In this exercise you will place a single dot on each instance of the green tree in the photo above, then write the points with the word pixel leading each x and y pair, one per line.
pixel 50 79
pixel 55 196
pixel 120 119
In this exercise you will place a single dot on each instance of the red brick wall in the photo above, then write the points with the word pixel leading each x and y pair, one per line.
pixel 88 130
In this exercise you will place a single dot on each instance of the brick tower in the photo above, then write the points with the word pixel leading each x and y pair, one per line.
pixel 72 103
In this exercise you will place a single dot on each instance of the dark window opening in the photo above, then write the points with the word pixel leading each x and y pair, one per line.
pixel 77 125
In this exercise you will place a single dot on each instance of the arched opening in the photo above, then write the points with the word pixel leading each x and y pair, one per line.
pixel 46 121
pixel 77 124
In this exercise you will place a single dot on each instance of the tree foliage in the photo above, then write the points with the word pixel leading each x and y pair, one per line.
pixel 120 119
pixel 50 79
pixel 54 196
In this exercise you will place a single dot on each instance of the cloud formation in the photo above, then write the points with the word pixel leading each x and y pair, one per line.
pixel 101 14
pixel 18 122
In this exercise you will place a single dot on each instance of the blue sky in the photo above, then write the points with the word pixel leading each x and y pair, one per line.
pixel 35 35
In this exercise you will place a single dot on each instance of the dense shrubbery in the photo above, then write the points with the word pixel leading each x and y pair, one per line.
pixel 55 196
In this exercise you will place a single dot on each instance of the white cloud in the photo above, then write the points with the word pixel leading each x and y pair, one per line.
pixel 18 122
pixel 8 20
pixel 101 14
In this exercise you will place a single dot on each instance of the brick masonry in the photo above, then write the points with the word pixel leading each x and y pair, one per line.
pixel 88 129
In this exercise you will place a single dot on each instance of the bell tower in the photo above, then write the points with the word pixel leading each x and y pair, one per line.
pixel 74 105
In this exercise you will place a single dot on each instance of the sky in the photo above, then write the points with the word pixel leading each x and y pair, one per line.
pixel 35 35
* * * * *
» **Problem details**
Rewrite every one of the records above, replacing "dot" with "mark" wherever it occurs and leaving all other wording as it stands.

» **Task answer**
In this exercise you will place a single mark on each instance of the green tree in the photo above, then write the points with the word pixel leading each x and y pair, one per line.
pixel 50 79
pixel 55 196
pixel 120 119
In this exercise you will place a single mark on each instance of the red brick wall in the photo above, then write the points with the word pixel leading each x and y pair, one per line.
pixel 88 130
In this exercise you will place a single mark on each instance of the brick tower in the photo above, then write the points with the word pixel leading each x and y pair, one per line.
pixel 72 103
In this exercise you will place a single mark on each instance of the dark window opening in the photo above, then write the points with the word pixel leading each x and y pair, one per line.
pixel 77 125
In this exercise you will place a single mark on each instance of the arched opening in the photo above, then write the points with the word pixel leading each x and y pair, one per line.
pixel 46 121
pixel 77 124
In this exercise you will place a single mark on each instance of the tree foliage in the photo above, then write the points with the word pixel leading each x and y pair, one per line.
pixel 120 119
pixel 50 79
pixel 54 196
In this exercise you will place a single mark on each instance of the cloud formation in the photo above, then write the points with the word pixel leading each x and y pair, one per line.
pixel 101 14
pixel 18 122
In this exercise you will place a single mark on each instance of the blue sky in the photo above, then write the points with the word pixel leading each x and y pair, one per line.
pixel 35 35
In this exercise you will place a single mark on each instance of the dense shrubbery in the photo above, then write the points with the word pixel leading each x and y pair, one per line.
pixel 55 196
In this exercise you will place a single mark on each instance of the white cloud in the photo above, then write the points with the word pixel leading each x and y pair, one per line.
pixel 18 122
pixel 8 20
pixel 101 14
In this exercise you will place a single mark on each instance of the brick masonry in the photo above, then write the points with the word pixel leading each x and y pair, one per line.
pixel 88 129
In this exercise you will place a single mark on each instance of the bell tower in the photo above, then write the points with the word pixel leading each x and y pair, one per line.
pixel 74 105
In this exercise you will place a single mark on each instance of the sky in the photo above, then write the points with the word pixel leading each x and y pair, one per line.
pixel 35 35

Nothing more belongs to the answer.